_Work to do_
Continue the description of the CEDAR Workbench below, beginning right after its final heading, "Validation."

_Selected extract_
::::

The CEDAR Workbench microservices are implemented in Java using the Dropwizard framework (http://www.dropwizard.io), while the front-end is implemented in AngularJS (http://angularjs.org).

2.2 Main Features

The overarching objective of the CEDAR Workbench is to make it easier and faster for users to annotate datasets with metadata. We target this goal by allowing users to build modular, customized metadata templates that can be filled out to create metadata.

Resource Manager.

The Resource Manager is the primary front-end component. Using this tool, users can create templates and folders, search for metadata and templates, populate templates, and share resources.

Template Designer.

In the Template Designer (Fig. 2), users can assemble metadata templates from other templates or fields. There are numerous field types and template formatting options available to template designers.

Fig. 2.
figure 2

Screenshot of the Template Designer loaded with a CEDAR template for a BioSample metadata submission. The annotated items in the screenshot are: (A) button to visualize the JSON Schema code corresponding to the template; (B) button to add terms from ontologies to annotate the template; (C) template element, which is collapsed and named; (D) button to add properties from ontologies to annotate the element; (E) fields that compose elements and templates; (F) element nested within an element; (G) field type options (in sight: text, paragraph, date, number, and a trigger for more options); (H) button to search for template elements to add.

BioPortal Lookup Service.

The CEDAR Workbench provides an interactive lookup service linked to BioPortal. This service allows template designers to find sets of ontology terms to annotate templates and fields—that is, to add type and property assertions using ontology classes and properties. Users can also specify that the possible values of fields must correspond to ontology terms. The classes and object, data, or annotation properties for performing these annotations can be selected from terms in BioPortal ontologies. When appropriate terms to do not exist, users can create new terms and value sets dynamically at template design-time (Fig. 2). Upon creating a new term, users can map it to existing terms in BioPortal ontologies using SKOS (http://www.w3.org/TR/skos-reference) properties [19].

Intelligent Authoring.

To decrease metadata authoring time, we implemented a value recommendation feature that provides context-sensitive suggestions for input field values [20]. The value recommender learns associations between data values in metadata submissions, computes suggestions based on these associations, and presents the suggestions to metadata authors. The suggestions are ranked according to their applicability for each specific field. During metadata entry, users are prompted with drop-down lists and auto-complete suggestions given by the value recommender.

Metadata Editor.

The Metadata Editor is designed to facilitate rapid entry of metadata. This tool generates a streamlined, form-based acquisition interface based on a metadata template definition. Filling in metadata using the Metadata Editor is made easy with suggestions provided by the value recommender. When field values are constrained to a set of ontology terms, users select a term from the generated list of possible values with minimal effort.

Validation.

::::

Source records:
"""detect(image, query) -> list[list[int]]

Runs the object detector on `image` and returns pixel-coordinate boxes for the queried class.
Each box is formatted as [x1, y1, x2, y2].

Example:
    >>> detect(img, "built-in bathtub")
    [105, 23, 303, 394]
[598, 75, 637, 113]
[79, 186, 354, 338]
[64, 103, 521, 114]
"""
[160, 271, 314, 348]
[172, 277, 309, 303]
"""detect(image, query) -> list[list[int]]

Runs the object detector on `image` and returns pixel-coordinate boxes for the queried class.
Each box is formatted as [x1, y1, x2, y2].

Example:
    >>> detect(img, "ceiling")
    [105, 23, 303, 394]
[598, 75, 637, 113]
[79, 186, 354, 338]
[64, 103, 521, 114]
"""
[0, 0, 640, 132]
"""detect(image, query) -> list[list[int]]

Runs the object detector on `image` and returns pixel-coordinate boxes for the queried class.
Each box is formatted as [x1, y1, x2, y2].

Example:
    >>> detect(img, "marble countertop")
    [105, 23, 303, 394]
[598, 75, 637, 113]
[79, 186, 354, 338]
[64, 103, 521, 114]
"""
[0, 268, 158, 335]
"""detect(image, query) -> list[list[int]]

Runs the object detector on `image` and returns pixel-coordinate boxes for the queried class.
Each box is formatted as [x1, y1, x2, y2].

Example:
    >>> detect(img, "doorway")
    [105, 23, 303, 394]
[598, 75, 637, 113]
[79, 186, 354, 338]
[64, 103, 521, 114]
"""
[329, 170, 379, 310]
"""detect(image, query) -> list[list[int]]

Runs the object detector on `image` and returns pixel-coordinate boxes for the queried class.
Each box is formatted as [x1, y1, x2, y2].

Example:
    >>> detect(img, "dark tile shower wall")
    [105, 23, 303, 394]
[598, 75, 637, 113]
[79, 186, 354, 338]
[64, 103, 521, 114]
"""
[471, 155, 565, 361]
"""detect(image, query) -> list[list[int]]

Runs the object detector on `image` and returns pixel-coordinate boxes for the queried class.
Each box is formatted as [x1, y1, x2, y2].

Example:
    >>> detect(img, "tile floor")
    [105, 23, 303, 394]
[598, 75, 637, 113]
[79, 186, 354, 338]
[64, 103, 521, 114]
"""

::::

_Exercise output_
With better metadata quality in mind, we designed validation features to improve the output of our tools. Metadata entered through CEDAR templates are automatically validated against the corresponding template’s JSON Schema model to get immediate feedback regarding structural errors (e.g., a user enters a numeric value in a field where an ontology term is expected). Additionally, metadata can be validated against some existing, external validation service (such as a REST endpoint) that is provided as a parameter to CEDAR at template design-time. For example, the NCBI BioSample Validator [3], which validates the format and content of metadata submissions to BioSample, can be used with the BioSample template shown in Fig. 2.

Collaboration.

The CEDAR Workbench provides a highly-collaborative environment, where users can create groups composed of their team members. Users can share all types of resources with individual users, among groups of users, or with the entire CEDAR community. When sharing resources, users can restrict access to these with common read/write permissions.

REST API.

CEDAR REST APIs provide full access to the CEDAR ecosystem. Users can leverage the CEDAR API to export templates or metadata to other applications or repositories. The REST API is documented using Swagger and is described at https://metadatacenter.org/tools-training/cedar-api.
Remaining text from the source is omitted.